WHAT THE TASK REQUIRES:
Gather every line of the material below that contains the word "woman".

begin

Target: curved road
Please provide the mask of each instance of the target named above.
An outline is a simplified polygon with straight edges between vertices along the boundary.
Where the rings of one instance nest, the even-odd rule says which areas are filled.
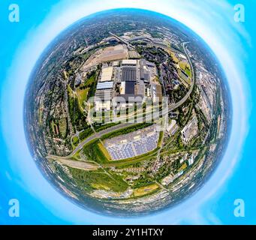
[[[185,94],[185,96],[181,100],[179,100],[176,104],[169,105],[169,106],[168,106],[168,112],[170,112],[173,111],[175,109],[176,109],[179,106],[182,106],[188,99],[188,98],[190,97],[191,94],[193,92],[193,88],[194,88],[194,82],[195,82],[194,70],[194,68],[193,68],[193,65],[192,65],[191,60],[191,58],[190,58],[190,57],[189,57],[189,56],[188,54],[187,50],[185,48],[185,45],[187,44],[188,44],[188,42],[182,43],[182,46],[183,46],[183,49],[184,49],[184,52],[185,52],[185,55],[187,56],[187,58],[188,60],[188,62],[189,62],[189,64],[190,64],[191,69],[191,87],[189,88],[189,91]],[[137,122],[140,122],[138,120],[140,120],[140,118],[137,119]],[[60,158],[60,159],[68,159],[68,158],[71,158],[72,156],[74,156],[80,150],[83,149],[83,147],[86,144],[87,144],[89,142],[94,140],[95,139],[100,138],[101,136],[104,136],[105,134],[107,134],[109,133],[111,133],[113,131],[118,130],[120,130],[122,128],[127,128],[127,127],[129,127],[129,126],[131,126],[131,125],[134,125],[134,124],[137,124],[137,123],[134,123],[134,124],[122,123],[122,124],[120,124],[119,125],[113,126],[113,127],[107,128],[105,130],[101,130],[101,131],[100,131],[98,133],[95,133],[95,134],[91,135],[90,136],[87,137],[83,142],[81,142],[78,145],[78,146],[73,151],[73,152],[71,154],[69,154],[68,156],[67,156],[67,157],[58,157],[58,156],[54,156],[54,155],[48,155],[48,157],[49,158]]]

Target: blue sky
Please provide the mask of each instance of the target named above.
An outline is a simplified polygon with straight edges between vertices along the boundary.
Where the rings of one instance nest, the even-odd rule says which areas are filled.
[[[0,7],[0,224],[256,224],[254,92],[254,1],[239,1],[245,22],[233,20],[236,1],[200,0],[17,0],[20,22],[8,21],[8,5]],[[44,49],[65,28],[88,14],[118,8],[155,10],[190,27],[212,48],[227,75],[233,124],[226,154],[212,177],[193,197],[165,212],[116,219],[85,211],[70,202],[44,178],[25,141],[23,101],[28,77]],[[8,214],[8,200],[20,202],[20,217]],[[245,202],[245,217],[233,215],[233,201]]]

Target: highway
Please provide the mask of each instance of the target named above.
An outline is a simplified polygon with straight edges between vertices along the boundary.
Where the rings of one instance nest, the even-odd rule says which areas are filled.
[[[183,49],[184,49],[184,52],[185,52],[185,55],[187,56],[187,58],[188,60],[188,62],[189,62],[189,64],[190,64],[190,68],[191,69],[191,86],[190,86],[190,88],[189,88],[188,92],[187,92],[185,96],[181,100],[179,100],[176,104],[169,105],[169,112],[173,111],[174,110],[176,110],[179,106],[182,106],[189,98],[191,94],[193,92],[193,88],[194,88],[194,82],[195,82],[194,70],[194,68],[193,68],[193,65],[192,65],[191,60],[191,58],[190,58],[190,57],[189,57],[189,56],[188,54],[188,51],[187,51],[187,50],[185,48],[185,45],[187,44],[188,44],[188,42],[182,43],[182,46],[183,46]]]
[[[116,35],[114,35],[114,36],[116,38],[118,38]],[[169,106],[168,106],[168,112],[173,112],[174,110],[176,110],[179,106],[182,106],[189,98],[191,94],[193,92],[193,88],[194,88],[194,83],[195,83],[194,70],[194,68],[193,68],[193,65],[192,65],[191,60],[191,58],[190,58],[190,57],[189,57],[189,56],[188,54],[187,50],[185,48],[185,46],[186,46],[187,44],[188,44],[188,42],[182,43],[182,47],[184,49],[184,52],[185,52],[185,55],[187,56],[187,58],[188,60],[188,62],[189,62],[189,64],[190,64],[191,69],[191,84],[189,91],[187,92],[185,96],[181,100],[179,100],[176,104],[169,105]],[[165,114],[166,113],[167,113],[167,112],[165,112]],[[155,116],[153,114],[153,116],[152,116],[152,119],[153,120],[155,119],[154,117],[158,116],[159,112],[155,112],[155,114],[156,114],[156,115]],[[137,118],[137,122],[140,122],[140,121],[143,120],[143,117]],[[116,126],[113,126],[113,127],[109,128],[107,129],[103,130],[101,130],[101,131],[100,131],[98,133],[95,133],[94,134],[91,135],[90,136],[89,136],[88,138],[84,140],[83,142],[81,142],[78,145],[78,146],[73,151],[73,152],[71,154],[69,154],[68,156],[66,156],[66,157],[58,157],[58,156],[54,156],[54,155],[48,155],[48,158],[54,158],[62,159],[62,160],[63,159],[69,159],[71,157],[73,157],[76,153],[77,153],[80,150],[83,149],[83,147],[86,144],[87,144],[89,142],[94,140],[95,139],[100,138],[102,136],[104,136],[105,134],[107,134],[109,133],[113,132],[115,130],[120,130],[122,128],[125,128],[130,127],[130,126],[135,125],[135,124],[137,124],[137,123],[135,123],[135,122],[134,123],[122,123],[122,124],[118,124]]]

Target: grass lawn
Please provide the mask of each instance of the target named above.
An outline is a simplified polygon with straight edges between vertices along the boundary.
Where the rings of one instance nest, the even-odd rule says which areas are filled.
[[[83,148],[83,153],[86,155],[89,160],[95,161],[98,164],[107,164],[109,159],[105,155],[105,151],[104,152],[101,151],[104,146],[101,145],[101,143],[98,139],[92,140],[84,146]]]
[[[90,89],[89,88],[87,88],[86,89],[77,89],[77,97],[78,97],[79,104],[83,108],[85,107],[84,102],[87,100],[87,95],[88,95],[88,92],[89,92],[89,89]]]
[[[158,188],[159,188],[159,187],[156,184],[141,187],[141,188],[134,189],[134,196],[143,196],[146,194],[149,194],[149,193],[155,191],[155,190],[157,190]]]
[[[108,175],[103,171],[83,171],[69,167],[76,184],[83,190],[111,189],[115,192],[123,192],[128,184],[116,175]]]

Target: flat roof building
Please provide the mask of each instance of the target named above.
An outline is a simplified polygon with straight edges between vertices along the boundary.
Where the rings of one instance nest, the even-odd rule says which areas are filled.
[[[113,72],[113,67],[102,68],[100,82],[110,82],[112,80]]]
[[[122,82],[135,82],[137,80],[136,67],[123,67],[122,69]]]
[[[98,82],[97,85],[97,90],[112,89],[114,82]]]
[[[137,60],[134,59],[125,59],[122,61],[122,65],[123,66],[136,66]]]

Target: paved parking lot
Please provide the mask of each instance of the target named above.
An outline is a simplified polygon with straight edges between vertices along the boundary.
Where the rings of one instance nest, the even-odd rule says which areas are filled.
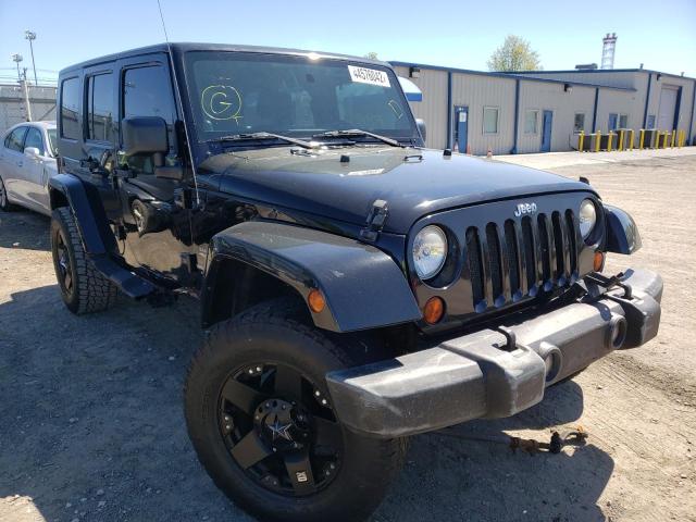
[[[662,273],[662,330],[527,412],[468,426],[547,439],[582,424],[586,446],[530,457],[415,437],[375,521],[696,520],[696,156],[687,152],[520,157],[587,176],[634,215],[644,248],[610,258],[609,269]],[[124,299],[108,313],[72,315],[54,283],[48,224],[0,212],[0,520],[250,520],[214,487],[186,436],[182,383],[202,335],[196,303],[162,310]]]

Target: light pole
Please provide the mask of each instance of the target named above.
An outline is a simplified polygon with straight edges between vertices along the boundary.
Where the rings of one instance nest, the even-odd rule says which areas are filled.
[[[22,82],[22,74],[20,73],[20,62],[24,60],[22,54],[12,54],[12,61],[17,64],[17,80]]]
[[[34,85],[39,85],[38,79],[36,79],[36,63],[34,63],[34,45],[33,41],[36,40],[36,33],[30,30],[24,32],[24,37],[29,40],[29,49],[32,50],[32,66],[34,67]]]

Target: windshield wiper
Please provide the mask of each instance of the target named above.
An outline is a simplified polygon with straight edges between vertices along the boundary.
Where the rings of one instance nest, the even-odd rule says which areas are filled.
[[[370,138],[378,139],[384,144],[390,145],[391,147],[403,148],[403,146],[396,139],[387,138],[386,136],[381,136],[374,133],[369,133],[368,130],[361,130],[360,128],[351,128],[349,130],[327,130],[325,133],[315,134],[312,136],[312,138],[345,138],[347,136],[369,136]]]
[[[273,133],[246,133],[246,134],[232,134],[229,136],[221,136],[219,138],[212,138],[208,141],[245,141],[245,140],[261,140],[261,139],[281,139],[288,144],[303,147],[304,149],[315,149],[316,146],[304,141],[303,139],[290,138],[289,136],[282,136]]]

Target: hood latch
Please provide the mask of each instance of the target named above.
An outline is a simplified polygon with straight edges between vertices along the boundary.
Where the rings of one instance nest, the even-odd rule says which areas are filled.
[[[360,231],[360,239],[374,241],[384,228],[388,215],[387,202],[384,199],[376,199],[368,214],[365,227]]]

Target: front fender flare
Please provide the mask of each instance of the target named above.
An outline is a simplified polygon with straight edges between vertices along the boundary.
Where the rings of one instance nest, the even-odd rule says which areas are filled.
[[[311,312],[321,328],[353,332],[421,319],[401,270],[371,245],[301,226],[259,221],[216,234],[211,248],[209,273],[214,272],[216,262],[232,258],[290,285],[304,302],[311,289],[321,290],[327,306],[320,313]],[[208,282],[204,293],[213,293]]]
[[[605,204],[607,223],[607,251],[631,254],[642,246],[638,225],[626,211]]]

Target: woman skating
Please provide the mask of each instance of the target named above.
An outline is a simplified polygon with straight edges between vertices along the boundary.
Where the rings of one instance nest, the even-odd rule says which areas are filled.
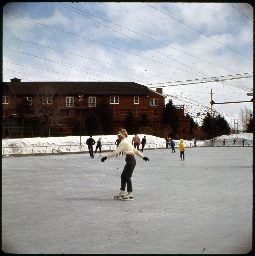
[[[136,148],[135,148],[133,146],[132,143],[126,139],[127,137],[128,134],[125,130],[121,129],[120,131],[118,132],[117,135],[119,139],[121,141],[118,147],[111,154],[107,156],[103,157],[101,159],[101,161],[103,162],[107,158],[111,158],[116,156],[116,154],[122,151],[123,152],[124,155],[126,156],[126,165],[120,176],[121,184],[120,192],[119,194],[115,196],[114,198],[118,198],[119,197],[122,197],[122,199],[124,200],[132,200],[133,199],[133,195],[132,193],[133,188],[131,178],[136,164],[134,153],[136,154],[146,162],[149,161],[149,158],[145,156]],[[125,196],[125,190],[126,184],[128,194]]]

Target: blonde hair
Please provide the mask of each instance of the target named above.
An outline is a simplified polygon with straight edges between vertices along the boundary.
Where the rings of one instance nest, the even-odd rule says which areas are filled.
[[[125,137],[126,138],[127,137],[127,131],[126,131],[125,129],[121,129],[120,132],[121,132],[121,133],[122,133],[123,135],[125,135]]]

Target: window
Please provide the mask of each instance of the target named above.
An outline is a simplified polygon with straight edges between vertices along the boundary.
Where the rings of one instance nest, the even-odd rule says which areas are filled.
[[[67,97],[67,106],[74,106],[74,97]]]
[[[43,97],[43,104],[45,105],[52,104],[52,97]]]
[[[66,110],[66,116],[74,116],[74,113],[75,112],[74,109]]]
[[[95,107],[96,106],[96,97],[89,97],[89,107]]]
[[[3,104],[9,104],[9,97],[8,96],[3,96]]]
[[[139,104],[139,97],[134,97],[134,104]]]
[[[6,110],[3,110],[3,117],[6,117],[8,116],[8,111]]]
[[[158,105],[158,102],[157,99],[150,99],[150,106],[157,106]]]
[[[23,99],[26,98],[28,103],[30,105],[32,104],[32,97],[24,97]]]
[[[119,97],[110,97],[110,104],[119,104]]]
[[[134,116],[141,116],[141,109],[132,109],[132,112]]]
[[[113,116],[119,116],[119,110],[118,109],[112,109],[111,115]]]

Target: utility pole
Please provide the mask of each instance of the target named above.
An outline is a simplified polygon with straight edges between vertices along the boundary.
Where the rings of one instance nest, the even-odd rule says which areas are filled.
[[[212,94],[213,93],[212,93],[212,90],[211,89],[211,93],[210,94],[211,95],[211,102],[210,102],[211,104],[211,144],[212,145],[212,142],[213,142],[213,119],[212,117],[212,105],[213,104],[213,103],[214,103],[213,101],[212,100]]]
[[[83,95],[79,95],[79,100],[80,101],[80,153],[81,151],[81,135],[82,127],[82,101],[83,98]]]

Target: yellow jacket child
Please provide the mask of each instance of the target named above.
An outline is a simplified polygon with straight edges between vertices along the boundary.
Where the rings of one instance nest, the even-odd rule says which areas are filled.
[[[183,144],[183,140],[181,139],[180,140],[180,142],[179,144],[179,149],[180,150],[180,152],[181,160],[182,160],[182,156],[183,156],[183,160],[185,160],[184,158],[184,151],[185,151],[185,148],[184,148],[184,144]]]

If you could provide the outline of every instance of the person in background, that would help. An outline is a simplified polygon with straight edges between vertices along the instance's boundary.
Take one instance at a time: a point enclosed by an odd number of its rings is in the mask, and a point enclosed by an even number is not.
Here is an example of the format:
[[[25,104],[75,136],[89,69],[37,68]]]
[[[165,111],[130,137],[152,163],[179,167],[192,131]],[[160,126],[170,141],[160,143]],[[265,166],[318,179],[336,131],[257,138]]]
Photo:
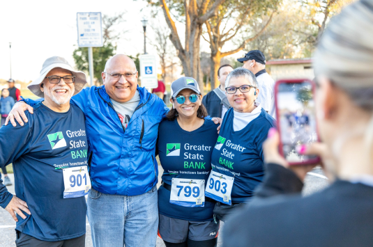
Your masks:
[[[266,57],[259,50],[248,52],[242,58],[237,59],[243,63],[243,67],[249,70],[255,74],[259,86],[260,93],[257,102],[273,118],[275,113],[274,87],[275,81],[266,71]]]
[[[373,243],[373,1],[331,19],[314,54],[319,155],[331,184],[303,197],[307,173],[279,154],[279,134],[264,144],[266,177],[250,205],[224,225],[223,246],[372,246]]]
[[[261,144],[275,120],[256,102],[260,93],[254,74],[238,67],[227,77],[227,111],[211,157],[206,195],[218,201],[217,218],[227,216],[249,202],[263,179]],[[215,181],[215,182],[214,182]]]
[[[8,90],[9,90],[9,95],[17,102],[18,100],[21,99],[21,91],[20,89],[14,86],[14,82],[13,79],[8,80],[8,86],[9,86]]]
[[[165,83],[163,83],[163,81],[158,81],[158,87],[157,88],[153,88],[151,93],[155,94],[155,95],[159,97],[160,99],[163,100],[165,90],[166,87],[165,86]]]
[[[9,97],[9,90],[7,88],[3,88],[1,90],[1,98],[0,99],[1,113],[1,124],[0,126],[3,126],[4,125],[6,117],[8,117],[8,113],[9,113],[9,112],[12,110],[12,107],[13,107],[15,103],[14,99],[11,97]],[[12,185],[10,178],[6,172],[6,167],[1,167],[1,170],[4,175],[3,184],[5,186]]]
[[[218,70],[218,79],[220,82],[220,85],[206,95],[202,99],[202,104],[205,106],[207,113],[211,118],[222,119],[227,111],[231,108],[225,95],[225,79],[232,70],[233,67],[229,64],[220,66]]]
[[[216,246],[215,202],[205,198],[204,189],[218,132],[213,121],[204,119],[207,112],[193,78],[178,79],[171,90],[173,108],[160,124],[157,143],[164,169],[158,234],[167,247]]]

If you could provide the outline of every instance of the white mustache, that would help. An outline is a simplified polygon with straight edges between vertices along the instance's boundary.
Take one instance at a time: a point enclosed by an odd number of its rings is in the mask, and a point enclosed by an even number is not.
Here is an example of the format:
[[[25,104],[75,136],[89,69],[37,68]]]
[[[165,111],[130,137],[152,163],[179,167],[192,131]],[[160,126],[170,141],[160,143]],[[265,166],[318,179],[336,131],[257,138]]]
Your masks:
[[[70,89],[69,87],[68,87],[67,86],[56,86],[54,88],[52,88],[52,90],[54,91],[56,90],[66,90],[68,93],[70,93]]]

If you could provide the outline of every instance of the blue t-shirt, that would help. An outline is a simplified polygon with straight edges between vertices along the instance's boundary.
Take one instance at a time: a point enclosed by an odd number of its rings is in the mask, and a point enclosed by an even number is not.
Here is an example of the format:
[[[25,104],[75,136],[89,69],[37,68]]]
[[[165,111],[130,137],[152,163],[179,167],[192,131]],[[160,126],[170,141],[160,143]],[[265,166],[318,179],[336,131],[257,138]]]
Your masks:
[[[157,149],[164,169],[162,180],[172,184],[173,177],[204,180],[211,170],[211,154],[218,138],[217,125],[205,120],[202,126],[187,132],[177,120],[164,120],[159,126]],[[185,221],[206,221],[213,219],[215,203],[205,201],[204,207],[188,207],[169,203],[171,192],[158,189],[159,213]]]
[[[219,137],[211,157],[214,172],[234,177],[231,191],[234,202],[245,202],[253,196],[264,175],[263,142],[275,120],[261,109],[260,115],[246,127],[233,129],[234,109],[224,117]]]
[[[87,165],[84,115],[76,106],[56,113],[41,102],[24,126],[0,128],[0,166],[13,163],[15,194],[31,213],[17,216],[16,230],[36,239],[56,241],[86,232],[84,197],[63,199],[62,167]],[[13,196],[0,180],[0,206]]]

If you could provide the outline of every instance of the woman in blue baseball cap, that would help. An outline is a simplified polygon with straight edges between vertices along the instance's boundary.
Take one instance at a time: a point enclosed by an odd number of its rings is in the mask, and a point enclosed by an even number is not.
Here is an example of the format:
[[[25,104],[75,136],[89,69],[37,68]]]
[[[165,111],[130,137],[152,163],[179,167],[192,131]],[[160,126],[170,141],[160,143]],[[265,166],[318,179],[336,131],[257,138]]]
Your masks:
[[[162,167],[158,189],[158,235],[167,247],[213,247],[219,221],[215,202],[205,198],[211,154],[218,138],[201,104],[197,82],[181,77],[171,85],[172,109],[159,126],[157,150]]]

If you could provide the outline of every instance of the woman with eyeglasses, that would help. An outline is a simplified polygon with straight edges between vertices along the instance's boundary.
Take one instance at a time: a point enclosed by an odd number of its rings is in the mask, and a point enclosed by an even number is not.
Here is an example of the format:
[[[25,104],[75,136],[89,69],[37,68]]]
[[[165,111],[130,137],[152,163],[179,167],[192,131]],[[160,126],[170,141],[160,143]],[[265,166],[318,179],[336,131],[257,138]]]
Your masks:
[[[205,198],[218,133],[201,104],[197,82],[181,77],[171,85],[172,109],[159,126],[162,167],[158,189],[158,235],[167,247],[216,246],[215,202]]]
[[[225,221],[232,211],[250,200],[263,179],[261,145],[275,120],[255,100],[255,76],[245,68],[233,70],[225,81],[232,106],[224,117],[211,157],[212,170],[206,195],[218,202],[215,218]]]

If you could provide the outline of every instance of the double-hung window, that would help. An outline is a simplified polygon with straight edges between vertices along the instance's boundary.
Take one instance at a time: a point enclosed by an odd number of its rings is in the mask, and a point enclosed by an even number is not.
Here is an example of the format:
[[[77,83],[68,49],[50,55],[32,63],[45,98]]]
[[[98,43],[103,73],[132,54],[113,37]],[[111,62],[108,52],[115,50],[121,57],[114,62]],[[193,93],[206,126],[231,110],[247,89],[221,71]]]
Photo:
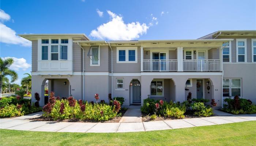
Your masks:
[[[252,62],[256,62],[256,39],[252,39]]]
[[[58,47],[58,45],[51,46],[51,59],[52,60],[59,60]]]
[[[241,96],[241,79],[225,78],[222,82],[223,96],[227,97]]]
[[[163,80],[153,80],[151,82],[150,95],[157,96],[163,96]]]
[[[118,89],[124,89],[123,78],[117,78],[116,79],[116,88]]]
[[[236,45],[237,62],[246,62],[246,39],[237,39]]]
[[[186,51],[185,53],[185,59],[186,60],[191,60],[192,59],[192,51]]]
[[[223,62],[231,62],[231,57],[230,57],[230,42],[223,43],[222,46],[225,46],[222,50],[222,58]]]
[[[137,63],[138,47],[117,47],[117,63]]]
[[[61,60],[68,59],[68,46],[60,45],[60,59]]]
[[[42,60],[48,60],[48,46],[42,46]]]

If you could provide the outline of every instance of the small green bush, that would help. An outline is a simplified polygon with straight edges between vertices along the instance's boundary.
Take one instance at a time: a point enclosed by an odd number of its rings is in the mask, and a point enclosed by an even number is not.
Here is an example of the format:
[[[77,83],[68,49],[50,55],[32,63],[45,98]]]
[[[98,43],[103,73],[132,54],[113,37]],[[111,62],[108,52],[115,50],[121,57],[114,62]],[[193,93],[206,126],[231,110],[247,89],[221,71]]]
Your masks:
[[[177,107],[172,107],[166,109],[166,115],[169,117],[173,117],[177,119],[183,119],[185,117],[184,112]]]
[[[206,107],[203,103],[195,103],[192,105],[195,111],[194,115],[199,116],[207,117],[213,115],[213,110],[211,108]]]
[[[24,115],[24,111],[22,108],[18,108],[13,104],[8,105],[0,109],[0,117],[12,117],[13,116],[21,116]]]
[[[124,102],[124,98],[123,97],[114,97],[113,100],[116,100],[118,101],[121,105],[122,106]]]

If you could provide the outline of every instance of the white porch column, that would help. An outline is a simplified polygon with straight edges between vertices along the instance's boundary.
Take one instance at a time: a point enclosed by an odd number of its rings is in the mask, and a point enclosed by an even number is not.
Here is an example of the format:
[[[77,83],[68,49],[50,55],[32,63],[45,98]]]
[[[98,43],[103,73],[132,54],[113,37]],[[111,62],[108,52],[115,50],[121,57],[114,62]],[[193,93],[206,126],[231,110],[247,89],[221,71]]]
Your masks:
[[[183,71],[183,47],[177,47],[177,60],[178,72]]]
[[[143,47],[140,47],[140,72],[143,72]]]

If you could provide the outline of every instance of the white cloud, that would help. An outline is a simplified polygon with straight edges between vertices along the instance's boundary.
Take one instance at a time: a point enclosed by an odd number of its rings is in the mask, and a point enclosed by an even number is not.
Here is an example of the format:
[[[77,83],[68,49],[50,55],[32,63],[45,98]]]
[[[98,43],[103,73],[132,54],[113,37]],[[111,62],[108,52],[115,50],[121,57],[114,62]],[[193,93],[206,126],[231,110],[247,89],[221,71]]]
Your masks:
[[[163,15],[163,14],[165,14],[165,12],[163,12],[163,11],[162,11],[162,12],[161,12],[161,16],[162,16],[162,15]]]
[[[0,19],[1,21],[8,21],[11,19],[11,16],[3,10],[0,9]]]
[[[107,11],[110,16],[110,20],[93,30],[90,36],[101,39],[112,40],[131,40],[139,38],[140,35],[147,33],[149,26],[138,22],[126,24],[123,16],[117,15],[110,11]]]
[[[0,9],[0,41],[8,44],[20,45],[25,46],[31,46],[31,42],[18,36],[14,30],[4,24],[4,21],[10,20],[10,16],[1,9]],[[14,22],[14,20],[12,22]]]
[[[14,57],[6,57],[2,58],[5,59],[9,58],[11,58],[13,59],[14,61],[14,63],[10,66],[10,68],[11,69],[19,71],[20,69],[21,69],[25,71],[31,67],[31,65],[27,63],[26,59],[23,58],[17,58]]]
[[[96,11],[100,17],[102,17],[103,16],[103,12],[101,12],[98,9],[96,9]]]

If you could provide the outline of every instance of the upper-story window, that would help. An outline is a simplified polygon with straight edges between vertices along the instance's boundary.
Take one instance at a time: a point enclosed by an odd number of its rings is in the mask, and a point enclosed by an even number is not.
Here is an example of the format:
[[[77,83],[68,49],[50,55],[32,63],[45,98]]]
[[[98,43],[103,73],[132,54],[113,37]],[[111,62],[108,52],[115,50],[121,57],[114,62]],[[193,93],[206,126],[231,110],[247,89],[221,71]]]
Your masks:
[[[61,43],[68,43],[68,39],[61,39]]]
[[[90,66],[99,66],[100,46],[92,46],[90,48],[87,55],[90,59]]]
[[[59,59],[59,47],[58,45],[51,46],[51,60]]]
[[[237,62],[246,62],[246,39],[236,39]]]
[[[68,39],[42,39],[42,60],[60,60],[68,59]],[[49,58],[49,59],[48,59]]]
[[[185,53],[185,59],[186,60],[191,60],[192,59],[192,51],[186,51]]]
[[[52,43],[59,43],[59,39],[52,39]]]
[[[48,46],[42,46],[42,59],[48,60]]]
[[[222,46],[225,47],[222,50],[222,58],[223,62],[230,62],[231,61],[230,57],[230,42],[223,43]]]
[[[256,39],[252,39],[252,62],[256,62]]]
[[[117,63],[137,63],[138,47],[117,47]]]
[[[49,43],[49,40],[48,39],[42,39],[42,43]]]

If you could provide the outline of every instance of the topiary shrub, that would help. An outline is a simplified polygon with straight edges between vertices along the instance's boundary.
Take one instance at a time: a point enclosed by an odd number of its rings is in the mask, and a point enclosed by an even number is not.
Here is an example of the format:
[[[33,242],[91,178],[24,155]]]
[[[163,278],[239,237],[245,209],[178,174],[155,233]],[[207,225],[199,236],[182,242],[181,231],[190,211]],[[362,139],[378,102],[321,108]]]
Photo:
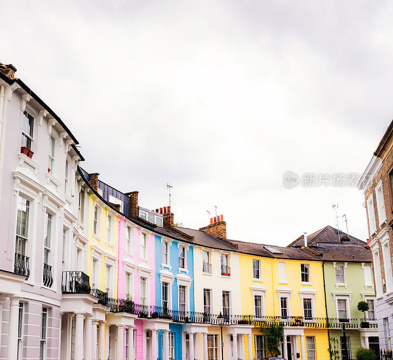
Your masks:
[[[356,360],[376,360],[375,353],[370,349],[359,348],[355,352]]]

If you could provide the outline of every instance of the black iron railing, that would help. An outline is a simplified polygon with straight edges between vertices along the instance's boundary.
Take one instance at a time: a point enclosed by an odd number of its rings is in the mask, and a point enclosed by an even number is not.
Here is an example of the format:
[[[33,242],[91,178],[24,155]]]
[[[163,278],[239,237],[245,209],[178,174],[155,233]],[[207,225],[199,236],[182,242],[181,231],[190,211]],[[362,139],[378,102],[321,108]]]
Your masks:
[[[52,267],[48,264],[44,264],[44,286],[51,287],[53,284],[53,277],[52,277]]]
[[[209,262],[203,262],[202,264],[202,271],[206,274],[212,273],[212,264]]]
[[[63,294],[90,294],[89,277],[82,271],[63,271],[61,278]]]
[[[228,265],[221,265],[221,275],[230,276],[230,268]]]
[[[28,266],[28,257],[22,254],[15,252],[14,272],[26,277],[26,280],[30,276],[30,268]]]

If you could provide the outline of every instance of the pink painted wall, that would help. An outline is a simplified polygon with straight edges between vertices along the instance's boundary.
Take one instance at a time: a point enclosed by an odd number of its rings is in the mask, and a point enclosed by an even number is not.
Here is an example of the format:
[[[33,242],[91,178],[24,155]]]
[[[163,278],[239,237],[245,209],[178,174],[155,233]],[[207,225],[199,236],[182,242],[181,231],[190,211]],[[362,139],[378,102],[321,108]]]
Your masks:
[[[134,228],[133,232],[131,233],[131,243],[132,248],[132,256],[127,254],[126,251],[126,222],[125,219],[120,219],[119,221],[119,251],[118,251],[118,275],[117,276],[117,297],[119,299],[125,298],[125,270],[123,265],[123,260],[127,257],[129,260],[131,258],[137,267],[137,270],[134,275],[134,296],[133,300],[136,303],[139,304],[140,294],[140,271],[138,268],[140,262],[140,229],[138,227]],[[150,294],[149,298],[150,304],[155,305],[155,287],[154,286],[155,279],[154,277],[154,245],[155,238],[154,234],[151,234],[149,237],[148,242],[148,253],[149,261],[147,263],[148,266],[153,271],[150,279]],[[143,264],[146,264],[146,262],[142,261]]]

end

TASK OUTPUT:
Target: woman skating
If you could provide the outline of every instance of the woman in blue baseball cap, that would help. An outline is a simplified polygon with straight edges between vertices along the instance's boundary.
If you could provide the outline of every instance of the woman with eyeglasses, that would help. An outline is a simplified polygon with straight edges between vertices along the instance's boundary.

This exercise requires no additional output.